● **EXERCISE**
Return the entries below in full. Keep every word as it is.
'''
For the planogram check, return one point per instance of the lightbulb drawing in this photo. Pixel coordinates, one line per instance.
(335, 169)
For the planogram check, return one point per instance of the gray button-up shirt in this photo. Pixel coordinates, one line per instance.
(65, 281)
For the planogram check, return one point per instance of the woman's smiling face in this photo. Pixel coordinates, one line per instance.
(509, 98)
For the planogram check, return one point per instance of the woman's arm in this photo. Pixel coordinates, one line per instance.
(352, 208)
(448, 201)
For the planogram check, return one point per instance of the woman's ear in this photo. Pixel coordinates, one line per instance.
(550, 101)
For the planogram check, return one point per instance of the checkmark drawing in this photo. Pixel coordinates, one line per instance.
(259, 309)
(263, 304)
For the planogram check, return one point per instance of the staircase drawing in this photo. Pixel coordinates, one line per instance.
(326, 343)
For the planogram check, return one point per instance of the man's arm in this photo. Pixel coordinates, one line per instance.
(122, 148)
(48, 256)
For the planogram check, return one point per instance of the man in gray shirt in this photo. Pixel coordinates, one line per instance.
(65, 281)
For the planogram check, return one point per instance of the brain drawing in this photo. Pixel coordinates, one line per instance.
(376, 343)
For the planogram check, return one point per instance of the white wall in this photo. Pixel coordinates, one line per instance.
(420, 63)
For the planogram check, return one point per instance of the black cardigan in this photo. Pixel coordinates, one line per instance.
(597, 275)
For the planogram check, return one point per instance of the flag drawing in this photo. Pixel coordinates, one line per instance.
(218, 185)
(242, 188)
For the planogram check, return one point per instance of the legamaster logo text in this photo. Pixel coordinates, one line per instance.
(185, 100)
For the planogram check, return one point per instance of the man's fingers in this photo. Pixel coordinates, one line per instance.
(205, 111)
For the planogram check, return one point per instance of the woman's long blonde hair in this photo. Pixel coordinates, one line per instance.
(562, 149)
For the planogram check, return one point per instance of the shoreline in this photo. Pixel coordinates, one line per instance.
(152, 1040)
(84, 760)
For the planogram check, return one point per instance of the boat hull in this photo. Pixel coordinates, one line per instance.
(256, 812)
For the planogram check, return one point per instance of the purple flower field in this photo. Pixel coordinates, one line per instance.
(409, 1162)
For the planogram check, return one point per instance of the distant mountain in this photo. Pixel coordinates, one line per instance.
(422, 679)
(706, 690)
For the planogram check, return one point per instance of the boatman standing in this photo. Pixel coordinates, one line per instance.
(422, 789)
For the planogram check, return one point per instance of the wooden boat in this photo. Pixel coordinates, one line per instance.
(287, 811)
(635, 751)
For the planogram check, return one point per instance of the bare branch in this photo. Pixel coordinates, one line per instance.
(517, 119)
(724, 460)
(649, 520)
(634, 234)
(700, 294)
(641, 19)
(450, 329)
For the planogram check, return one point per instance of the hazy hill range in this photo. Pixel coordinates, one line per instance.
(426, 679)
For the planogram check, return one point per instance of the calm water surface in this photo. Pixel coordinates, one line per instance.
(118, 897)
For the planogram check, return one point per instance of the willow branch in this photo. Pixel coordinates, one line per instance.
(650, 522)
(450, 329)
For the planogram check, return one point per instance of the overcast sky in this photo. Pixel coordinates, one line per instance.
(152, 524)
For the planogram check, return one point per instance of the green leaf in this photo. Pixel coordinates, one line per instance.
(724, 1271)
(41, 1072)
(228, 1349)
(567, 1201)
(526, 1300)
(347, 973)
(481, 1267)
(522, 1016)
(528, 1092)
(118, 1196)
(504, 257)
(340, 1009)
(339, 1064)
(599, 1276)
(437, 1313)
'''
● **FINISHED TASK**
For the planogram check, return one point per instance of the lightbulb drawing in this photo. Pixel coordinates, one line per instance.
(335, 169)
For the planogram check, return one point per instance of the gray button-up shirt in this photo. Pixel coordinates, one line per instance.
(65, 281)
For the planogram check, return one point per instance of the woman's smiling face in this photo. Pixel coordinates, one line per instance.
(509, 98)
For the planogram check, return one point per instance of the woman's arm in this photo. Pixel coordinates, one line per instance.
(352, 208)
(448, 201)
For the planogram check, return one point per instance of the woman's ear in this photo. Pixel coordinates, one line per instance.
(550, 101)
For the planogram check, return one point per instance of the checkmark drawing in this photo. Pixel coordinates, one line per instance.
(259, 309)
(263, 304)
For the planogram check, return one point per instance of the staircase drawing in this photo. Pixel coordinates, one line per instance.
(326, 343)
For the planogram check, return one point per instance of the man's arm in this photo. Pixel coordinates, one line per instance.
(122, 148)
(48, 256)
For the planogram check, return one point per instance of the man in gray shirt in this photo. Pixel coordinates, one line per instance.
(65, 281)
For the planogram check, return one point per instance of the brain drawing in this photo. Pixel coordinates, one line per instance.
(376, 343)
For the planogram check, return one point per instance of the white wall in this photo. Pixel coordinates, one line per instance.
(420, 63)
For the planogram check, return one point per instance of the black cardigan in this photo. Pixel coordinates, one line per instance.
(597, 275)
For the planogram check, return one point per instance of the flag drawing in this photo. Pixel coordinates, one line per instance.
(218, 185)
(242, 188)
For the planogram check, return one point per instance of the legamaster logo text in this photo. Pixel coordinates, one line per instance.
(185, 100)
For the planogram check, return one point per instance of the man's fingers in this photo. Pixel coordinates, one line per instance.
(205, 111)
For the planogram check, return one point per instance of the woman's long blonde hair in this photo. Pixel coordinates, one line per instance.
(562, 149)
For the planogram check, return one point per instance of the shoreline in this photo. Pixel coordinates, one line per instance.
(152, 1040)
(84, 760)
For the planogram check, return one point per instance of the boat hull in this photo. Pixel coordinates, one line per instance.
(256, 812)
For the planogram check, return one point per instance of the purple flower field in this photo. Pixel coordinates, one line per instance.
(409, 1162)
For the planogram check, return one point per instance of the distant mountain in this photo. Pixel coordinates, one line per instance.
(422, 679)
(706, 690)
For the planogram check, return one point per instance of the boatman standing in this photo. Pixel coordinates, one line per instance.
(422, 789)
For the planogram check, return one point per instance of the wooden boat in this photo. Pixel coordinates, one line per instance.
(287, 811)
(635, 751)
For the planogram check, return one point per instance of the bare branch in this photo. Pixel coordinates, one line per instance.
(517, 119)
(724, 460)
(649, 520)
(634, 234)
(700, 294)
(641, 19)
(450, 329)
For the planogram check, return one point per instance of the hazy hill range in this photo. Pixel coordinates, one line per instance.
(426, 679)
For the planogram check, return one point per instance of the calm water surface in this photo. Pixel coordinates, one line per instance.
(118, 897)
For the planogram check, return one point per instance of the willow branch in this photo. Pixel coordinates, one line per instance.
(650, 522)
(450, 329)
For the planogram check, return one point per instance of the overcast sky in this photo. Pixel coordinates, one line per instance.
(152, 524)
For the planogram check, return one point per instance of the green leaf in this photo. Pixel coordinates, one line per instance.
(724, 1271)
(41, 1072)
(228, 1349)
(567, 1201)
(526, 1300)
(347, 973)
(481, 1267)
(522, 1016)
(528, 1092)
(118, 1196)
(504, 257)
(340, 1009)
(339, 1064)
(599, 1276)
(437, 1313)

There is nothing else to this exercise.